| WHAT THE TASK REQUIRES |
What is needed here is an exact copy of every entry.

Location annotation dataset excerpts
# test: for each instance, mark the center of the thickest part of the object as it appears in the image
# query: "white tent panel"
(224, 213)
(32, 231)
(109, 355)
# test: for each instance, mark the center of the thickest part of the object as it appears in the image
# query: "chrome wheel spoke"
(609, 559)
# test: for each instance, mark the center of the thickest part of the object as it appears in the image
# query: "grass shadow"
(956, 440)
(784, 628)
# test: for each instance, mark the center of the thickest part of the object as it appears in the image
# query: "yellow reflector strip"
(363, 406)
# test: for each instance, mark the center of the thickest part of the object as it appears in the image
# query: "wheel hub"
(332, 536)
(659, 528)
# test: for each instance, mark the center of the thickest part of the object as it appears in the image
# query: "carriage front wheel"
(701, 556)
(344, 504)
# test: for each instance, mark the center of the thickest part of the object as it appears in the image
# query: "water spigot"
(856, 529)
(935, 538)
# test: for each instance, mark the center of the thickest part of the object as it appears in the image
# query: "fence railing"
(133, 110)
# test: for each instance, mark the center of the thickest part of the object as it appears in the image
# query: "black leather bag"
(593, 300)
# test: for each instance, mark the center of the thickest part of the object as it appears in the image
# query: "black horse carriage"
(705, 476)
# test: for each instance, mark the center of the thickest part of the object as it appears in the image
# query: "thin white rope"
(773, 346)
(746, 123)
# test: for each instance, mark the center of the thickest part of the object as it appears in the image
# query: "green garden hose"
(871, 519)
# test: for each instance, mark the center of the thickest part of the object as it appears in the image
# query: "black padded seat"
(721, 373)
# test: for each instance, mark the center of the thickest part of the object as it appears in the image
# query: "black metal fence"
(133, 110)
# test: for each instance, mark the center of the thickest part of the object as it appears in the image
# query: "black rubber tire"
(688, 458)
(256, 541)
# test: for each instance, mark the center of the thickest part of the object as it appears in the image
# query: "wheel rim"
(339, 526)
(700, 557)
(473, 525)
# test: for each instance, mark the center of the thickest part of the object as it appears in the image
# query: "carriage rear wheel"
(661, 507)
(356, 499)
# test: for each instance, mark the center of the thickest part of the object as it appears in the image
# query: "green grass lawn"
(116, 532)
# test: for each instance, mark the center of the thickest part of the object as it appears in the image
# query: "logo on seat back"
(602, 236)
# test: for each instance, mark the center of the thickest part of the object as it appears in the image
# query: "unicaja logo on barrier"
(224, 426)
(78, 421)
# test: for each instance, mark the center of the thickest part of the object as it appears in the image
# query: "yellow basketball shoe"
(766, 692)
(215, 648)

| RESULT OF THIS TASK |
# test: for each instance, mark the center of the thickest part of the object as it appears in the image
# query: "white tent panel"
(224, 213)
(32, 231)
(109, 355)
# test: for each instance, mark the center of the thickest part of the object as it appears in the image
# query: "chrome wheel spoke"
(609, 559)
# test: for each instance, mark the center of the thickest part of the object as it appears in the image
# query: "grass shadow"
(956, 440)
(784, 628)
# test: for each instance, mark the center of the thickest part of the object as it appears in the image
# query: "yellow reflector strip"
(363, 406)
# test: for each instance, mark the center of the thickest part of the object as it appears in the image
# query: "wheel hub"
(332, 536)
(659, 528)
# test: for each instance, mark the center of the thickest part of the object as it appears in the image
# query: "carriage front wheel"
(701, 556)
(344, 504)
# test: for each instance, mark the center of the thickest part of the object as it appears in the image
# query: "water spigot"
(856, 529)
(935, 538)
# test: for each instance, mark the center of the thickest part of the object as it appears in the image
# query: "fence railing"
(133, 110)
# test: for each instance, mark the center of the thickest part of the object as it appears in the image
# query: "black leather bag"
(593, 300)
# test: for each instance, mark the center of the thickest part of the object as it appears in the image
# query: "black horse carriage"
(705, 476)
# test: for each instance, mark the center of the thickest part of the object as it appears in the image
# query: "thin white rope"
(773, 346)
(746, 123)
# test: for each instance, mark the center of the thickest part of the object as it appears in the image
# query: "green garden hose"
(871, 519)
# test: for each instance, mark the center of the thickest part of the object as it appears in the image
# query: "black padded seat"
(721, 373)
# test: for each instance, mark the center of the thickest part of the object as it appears in the image
# query: "black metal fence"
(133, 110)
# test: for each instance, mark the center of the thickest part of the object as it appears in the image
# query: "black rubber tire"
(688, 458)
(256, 541)
# test: for each instance, mark the center of the thickest part of the object as it appears in the image
# query: "wheel rim"
(339, 526)
(700, 557)
(473, 525)
# test: for each instance, mark the center of the thickest part of the object as it appears in the image
# query: "carriage rear wheel"
(661, 507)
(356, 499)
# test: for each instance, mark the center of the thickest part of the object as it appears in the image
# query: "green grass lawn"
(116, 532)
# test: for each instance, mark the center of the thickest part of the object as it appears in the image
# query: "logo on seat back"
(602, 236)
# test: for each instance, mark the center of the thickest part of the object as it appears in the image
# query: "unicaja logo on barrier"
(224, 426)
(78, 421)
# test: for each instance, mark the center of the thickest part of the object as it appears in the image
# query: "yellow basketball shoe"
(766, 692)
(215, 648)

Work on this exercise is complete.